Supplied text
In the centre of Wigton is the town's monument, built in 1872 and now a listed monument. Turning right at the monument leads to the Nelson Thomlinson School after a quarter-of-a-mile, and eventually out of Wigton on the B5304 bound for Red Dial and the A595. Turning left just past the monument leads to Wigton railway station. The B5302, now called King Street, continues in an easterly direction out of the town centre, running almost parallel with the Cumbria Coast Line. It crosses over the railway line approximately one mile after leaving the town centre, and this marks the eastern terminus of the road at the junction with the A596. King Street, now without the B5302 designation, continues in an easterly direction for another two-and-a-quarter miles, terminating at the A595 at Woodcock Wood.

==Incidents==
The B5302 has seen numerous incidents and accidents, including some fatalities. In 2004, a man was killed in an accident involving a car and a coal lorry on the road between Abbeytown and Waverbridge. In 2013, a quad bike rider was left with serious injuries in an accident on the road near Causewayhead, and was airlifted to Newcastle hospital by the Great North Air Ambulance. In November 2018, the road was briefly closed between Abbeytown and Silloth after a lorry collided with a bridge.

[Dataset excerpts]
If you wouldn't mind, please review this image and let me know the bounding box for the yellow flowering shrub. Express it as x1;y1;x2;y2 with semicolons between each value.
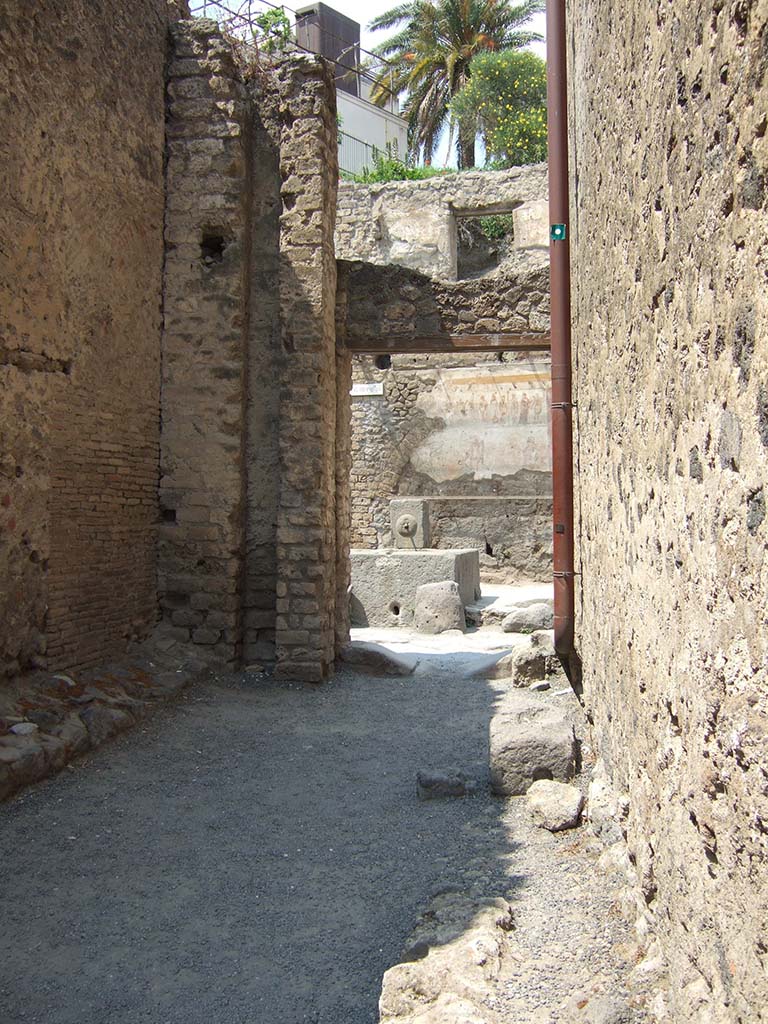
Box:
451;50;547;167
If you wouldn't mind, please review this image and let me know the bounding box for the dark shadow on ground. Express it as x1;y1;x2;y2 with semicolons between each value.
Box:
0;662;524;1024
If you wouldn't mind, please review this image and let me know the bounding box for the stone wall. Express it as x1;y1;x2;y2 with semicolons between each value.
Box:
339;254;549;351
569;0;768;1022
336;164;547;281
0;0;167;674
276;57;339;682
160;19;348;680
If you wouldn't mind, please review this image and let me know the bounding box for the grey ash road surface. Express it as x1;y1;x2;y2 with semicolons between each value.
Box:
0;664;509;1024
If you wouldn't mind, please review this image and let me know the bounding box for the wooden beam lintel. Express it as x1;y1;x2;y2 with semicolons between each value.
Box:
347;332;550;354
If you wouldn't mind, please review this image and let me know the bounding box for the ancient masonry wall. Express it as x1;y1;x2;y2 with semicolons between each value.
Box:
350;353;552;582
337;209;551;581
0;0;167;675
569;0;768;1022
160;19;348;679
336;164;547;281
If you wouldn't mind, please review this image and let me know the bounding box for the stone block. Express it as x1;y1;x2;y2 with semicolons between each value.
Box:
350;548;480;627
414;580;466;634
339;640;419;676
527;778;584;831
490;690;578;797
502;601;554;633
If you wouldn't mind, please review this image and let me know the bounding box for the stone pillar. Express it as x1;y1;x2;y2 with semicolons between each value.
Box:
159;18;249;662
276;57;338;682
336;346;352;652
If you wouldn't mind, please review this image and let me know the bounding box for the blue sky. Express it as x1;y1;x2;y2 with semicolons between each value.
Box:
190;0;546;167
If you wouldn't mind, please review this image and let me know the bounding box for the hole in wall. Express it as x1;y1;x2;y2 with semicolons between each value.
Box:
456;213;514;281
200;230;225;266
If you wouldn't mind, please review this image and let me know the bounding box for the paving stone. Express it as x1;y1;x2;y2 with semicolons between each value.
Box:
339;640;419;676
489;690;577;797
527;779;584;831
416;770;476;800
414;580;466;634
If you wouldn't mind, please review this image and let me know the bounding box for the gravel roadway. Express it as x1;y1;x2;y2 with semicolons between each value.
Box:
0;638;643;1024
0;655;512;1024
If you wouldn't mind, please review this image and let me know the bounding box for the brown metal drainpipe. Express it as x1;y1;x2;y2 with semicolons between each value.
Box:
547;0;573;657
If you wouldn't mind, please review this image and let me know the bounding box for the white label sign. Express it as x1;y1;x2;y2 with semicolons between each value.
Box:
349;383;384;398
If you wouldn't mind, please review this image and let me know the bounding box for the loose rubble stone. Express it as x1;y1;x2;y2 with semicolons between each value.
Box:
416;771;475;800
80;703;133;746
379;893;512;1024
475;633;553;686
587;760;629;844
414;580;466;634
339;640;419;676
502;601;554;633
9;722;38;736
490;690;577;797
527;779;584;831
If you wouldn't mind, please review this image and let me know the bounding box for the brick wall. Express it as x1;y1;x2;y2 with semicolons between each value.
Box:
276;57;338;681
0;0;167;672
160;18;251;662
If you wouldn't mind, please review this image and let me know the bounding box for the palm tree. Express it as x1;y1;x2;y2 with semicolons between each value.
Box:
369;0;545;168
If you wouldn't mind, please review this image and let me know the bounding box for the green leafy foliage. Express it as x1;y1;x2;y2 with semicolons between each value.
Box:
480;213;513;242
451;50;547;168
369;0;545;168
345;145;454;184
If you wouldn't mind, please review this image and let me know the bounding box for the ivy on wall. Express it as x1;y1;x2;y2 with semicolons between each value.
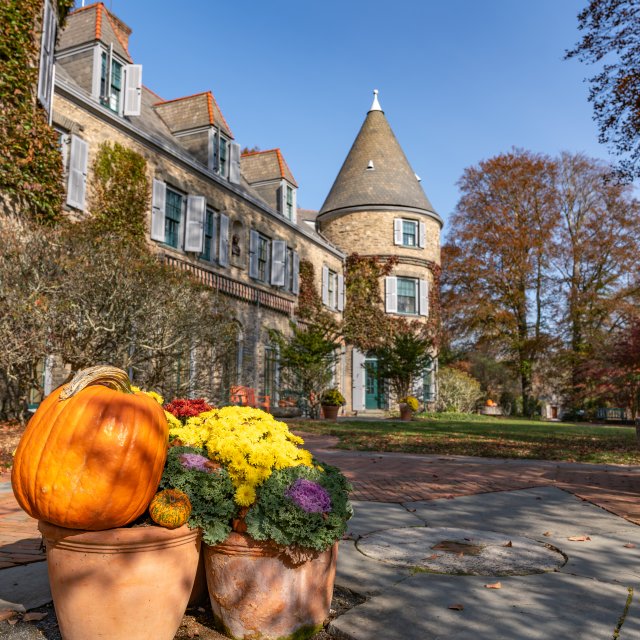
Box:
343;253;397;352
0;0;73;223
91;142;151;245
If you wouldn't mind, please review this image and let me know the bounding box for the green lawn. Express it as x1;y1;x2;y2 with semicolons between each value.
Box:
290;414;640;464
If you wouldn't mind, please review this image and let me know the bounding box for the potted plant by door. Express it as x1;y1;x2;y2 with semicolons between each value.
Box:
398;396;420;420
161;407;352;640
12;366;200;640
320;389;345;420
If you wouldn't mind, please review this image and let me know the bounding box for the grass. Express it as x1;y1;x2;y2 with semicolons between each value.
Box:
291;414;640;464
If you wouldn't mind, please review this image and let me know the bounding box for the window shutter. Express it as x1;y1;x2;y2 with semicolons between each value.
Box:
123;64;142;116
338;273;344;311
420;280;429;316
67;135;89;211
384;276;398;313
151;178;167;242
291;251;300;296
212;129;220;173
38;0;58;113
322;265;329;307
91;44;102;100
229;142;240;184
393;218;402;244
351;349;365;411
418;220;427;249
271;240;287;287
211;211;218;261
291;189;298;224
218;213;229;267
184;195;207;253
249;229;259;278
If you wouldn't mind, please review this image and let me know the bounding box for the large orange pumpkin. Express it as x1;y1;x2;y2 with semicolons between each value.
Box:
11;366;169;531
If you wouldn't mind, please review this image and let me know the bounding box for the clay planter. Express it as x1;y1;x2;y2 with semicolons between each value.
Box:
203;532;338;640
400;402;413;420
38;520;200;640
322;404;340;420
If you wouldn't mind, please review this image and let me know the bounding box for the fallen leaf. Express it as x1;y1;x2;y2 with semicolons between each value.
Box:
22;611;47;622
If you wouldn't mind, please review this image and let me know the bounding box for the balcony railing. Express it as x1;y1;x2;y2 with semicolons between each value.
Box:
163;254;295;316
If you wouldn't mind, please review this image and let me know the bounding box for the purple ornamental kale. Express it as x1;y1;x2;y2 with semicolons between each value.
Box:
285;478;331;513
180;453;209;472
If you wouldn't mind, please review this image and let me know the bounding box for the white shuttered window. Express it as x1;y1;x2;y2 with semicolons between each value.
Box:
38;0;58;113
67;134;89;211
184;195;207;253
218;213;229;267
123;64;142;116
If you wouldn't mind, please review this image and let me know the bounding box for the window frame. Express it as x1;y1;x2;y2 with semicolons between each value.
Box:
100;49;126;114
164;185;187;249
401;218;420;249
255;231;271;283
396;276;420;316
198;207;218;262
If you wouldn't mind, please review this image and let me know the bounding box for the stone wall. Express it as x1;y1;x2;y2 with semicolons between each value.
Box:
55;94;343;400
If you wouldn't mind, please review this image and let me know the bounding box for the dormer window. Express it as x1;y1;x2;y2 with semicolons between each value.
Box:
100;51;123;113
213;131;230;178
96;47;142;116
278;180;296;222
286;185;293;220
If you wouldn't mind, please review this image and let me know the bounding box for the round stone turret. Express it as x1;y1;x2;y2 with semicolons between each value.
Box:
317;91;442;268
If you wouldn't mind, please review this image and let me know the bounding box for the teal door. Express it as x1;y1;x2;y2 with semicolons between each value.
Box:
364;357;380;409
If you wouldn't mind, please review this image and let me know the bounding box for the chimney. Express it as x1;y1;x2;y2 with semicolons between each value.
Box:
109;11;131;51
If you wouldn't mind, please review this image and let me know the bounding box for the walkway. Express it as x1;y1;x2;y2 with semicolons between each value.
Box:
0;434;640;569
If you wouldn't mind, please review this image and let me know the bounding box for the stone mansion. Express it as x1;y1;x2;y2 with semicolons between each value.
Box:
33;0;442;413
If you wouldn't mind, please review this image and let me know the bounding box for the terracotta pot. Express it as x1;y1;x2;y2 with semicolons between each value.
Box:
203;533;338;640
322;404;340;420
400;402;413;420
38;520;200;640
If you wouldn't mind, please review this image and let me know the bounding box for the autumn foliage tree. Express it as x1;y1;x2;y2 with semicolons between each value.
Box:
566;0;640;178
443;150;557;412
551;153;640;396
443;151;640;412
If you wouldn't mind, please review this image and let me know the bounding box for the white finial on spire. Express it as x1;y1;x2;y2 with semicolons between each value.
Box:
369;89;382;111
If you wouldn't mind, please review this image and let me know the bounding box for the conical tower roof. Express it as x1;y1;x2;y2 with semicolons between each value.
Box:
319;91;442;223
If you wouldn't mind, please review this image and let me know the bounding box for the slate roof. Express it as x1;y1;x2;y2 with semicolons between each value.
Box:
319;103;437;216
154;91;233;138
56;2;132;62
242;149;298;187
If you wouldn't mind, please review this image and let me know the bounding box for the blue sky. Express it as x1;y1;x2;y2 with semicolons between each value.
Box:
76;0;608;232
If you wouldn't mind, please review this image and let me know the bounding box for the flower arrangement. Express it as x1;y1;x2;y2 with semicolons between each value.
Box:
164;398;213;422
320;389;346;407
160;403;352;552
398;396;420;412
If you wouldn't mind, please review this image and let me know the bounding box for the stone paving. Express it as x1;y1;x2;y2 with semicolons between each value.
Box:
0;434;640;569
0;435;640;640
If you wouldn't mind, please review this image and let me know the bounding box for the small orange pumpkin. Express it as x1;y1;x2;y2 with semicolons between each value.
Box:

==

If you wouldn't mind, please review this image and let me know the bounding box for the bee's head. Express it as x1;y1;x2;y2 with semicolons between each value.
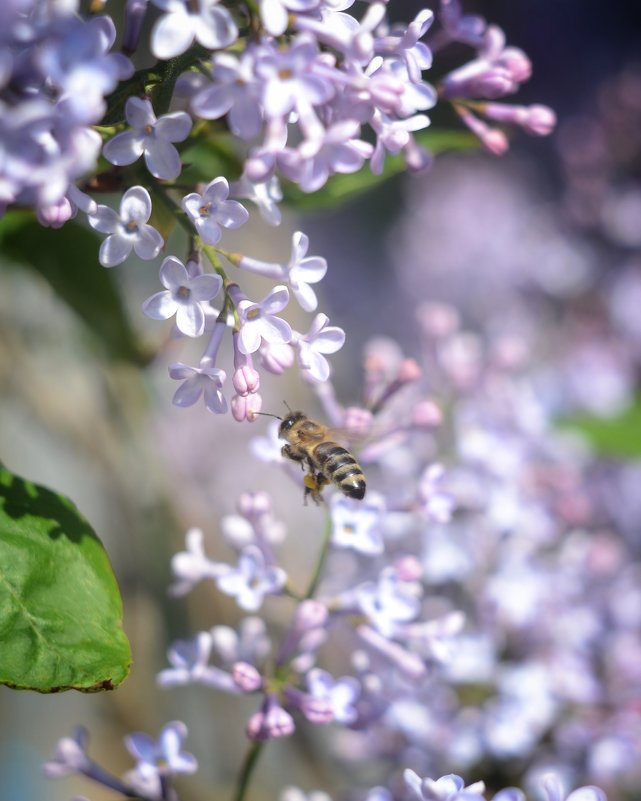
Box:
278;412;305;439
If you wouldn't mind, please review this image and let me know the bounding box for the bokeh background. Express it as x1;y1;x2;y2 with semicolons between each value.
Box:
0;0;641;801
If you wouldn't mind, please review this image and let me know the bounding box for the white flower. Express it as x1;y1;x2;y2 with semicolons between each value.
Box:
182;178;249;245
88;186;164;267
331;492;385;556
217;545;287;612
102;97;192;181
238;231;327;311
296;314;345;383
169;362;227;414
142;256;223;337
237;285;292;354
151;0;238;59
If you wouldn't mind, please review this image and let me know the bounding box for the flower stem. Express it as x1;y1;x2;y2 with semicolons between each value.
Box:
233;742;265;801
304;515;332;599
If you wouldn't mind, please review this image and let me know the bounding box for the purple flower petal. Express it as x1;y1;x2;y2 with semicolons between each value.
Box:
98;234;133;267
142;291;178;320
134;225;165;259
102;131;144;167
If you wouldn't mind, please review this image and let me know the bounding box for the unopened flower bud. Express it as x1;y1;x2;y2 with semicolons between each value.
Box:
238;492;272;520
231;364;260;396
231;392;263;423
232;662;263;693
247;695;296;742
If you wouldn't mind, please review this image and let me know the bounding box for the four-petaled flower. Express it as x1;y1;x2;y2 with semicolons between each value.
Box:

* * *

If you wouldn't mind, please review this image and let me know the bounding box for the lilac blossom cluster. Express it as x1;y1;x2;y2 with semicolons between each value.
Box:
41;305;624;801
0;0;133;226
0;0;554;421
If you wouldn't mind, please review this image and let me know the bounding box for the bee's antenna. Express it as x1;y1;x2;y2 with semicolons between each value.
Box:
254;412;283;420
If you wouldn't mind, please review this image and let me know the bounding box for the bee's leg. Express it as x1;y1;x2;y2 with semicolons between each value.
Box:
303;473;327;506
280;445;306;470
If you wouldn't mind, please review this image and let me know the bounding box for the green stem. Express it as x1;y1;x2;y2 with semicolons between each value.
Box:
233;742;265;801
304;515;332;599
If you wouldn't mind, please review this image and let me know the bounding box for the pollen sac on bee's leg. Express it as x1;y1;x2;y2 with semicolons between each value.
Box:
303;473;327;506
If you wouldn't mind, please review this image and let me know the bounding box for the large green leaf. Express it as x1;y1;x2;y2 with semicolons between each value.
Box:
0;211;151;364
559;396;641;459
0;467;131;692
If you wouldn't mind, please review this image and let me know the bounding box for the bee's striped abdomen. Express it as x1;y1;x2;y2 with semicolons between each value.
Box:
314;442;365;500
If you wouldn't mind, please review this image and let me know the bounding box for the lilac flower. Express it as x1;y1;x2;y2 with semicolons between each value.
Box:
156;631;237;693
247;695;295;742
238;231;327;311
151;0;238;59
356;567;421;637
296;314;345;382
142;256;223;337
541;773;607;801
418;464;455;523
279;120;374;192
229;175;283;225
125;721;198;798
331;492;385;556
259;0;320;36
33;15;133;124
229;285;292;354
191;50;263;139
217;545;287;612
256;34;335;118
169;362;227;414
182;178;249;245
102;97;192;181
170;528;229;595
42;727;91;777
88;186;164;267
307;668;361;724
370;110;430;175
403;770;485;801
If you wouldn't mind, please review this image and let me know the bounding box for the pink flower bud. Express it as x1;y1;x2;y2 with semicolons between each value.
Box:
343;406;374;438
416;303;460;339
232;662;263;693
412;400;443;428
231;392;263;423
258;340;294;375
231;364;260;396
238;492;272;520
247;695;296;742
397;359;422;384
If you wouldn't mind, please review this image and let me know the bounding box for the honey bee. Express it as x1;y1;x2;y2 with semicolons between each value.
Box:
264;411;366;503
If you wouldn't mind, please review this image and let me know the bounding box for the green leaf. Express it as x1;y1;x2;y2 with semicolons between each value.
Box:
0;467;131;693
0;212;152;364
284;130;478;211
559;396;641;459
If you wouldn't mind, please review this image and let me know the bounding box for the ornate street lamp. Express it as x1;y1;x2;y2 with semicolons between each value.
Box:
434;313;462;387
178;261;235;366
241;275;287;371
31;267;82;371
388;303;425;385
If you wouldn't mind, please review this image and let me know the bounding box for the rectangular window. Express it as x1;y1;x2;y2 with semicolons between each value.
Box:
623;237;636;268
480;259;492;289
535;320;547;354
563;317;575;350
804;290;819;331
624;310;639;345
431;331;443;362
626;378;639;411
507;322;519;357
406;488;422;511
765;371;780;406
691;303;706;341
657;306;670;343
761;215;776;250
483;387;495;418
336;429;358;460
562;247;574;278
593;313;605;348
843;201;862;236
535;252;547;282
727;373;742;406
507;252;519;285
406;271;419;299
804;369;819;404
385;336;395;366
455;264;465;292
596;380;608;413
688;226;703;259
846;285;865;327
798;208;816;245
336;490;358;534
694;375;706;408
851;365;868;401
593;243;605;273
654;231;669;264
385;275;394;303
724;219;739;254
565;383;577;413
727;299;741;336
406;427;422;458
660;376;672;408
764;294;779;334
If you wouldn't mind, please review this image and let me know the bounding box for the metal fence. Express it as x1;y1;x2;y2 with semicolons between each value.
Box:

Description of the task
Carry on the text about the B5302 road, starting after its final sentence. The rows are not needed here.

Response for this exercise
==Public transportation==
Stagecoach Cumbria and North Lancashire run a bus (the number 400) along the B5302 from Silloth-on-Solway to Carlisle. Services are approximately once every two hours in either direction, and there are bus stops in all the villages and hamlets along the route. From Silloth-on-Solway, a connecting bus service (the number 60) runs south down the B5300 coast road to Blitterlees, Beckfoot, Mawbray, Allonby, and ultimately Maryport. From Wigton, connecting trains on the Cumbria Coast Line run approximately once an hour north to Carlisle and south to Whitehaven, and occasionally Barrow-in-Furness and Lancaster.